## Obiettivi:
a) Trascrivi fedelmente il passo del brano sulla narrativa di anticipazione da "L’obiettivo dell’editor è" a "determinate pianificazioni editoriali.".
b) Elenca tutte le persone nominate nel brano sulla narrativa di anticipazione.

━━━ Sezione del testo

Percorrere le strade del racconto dell’inquietudine è una delle sfide più interessanti della narrativa contemporanea. Soprattutto perché queste strade devono essere meticolosamente progettate con l’abilità di chi dissemina il percorso di simboli, segni che, astratti e accumulati, si mescolano allo stile tutto personale. Gli esempi di ultima pubblicazione vanno dalle ossessioni orrorifiche di Thomas Ligotti, alla distopia pura della Galaad di Margaret Atwood, fino al weird di Jeff VanderMeer. È l’ibridazione di generi come l’orrore e la distopia a costituire un campo di sperimentazione dalle potenzialità infinite: nessun limite se non quello imposto dalla capacità immaginifica dello scrittore. Guardando all’Italia autori come Luciano Funetta diventano protagonisti di una serie di discorsi editoriali e artistici che testimoniano un cambiamento. Nato dalla fucina di sconfinamento della collana di narrativa Tunué con Dalle rovine, che aveva conquistato la candidatura al Premio Strega, ora Funetta pubblica Il grido e approda ad Altrove, la collana di Chiarelettere diretta da Michele Vaccari.

L’obiettivo dell’editor è di scandagliare il panorama italiano per scovare la “narrativa di anticipazione”: non proprio distopia confezionata per rispondere alle tendenze del mercato, ma visioni che suggeriscono il futuro senza forzature moralistiche. Tutto, ancora una volta, con particolare attenzione allo stile come principale nucleo dell’evento artistico, difficilmente incasellabile in determinate pianificazioni editoriali.

Il grido di Funetta chiarisce meglio gli intenti della collana e acquista un’indipendenza tutta personale nella narrativa di anticipazione.

━━━━━━
━━━ Dati

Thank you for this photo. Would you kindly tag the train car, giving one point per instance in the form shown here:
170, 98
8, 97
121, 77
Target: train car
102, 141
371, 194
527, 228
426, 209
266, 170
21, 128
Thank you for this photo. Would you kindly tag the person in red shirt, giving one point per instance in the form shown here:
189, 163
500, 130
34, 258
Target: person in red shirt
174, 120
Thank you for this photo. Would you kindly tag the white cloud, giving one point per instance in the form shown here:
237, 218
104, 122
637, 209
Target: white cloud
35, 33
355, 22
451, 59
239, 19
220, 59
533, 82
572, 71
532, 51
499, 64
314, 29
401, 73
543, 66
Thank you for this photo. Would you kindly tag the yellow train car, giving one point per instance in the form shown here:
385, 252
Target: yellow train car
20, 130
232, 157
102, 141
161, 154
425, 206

━━━━━━
━━━ Dati

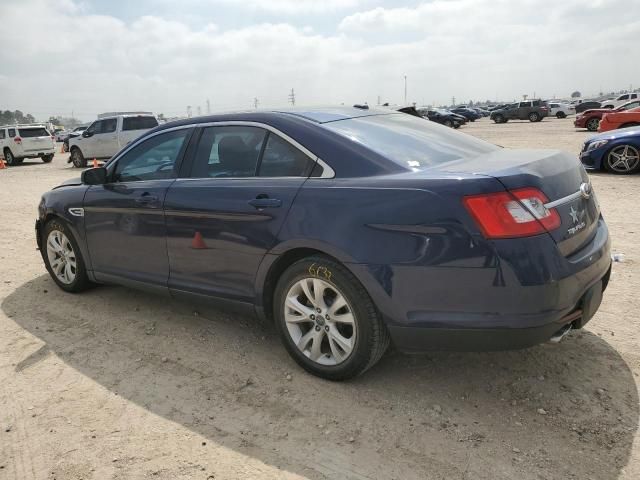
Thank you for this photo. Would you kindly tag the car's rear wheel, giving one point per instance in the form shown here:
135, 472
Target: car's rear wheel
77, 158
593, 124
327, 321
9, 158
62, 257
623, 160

━━━━━━
━━━ Dati

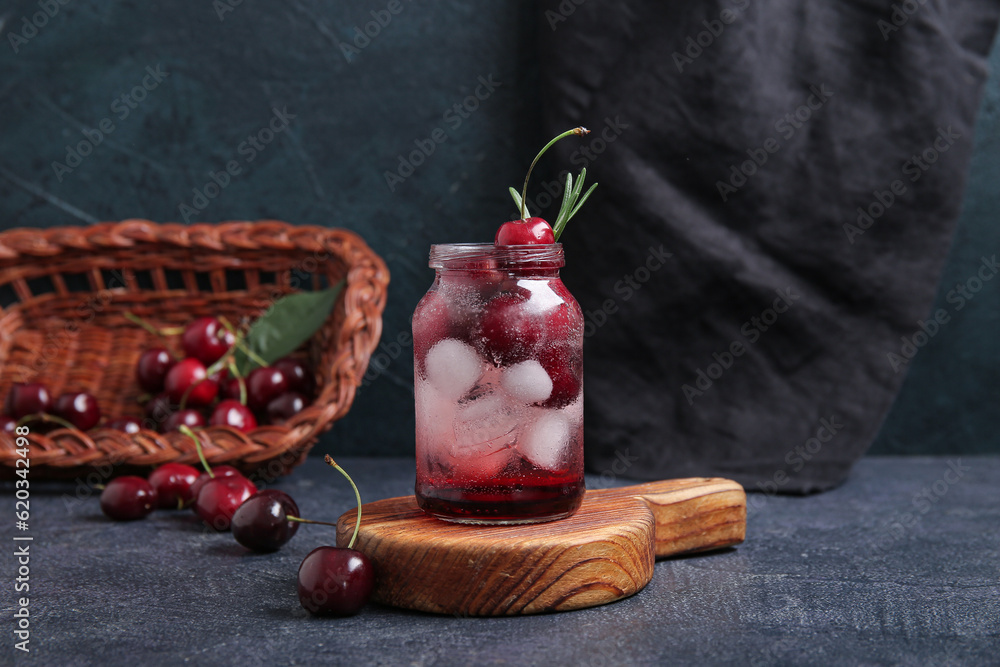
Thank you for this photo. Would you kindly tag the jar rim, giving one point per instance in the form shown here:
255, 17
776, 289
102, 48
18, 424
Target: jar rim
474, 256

━━━━━━

## Elenco delle soluzioni:
a)
L’obiettivo dell’editor è di scandagliare il panorama italiano per scovare la “narrativa di anticipazione”: non proprio distopia confezionata per rispondere alle tendenze del mercato, ma visioni che suggeriscono il futuro senza forzature moralistiche. Tutto, ancora una volta, con particolare attenzione allo stile come principale nucleo dell’evento artistico, difficilmente incasellabile in determinate pianificazioni editoriali.

b)
Thomas Ligotti
Margaret Atwood
Jeff VanderMeer
Luciano Funetta
Michele Vaccari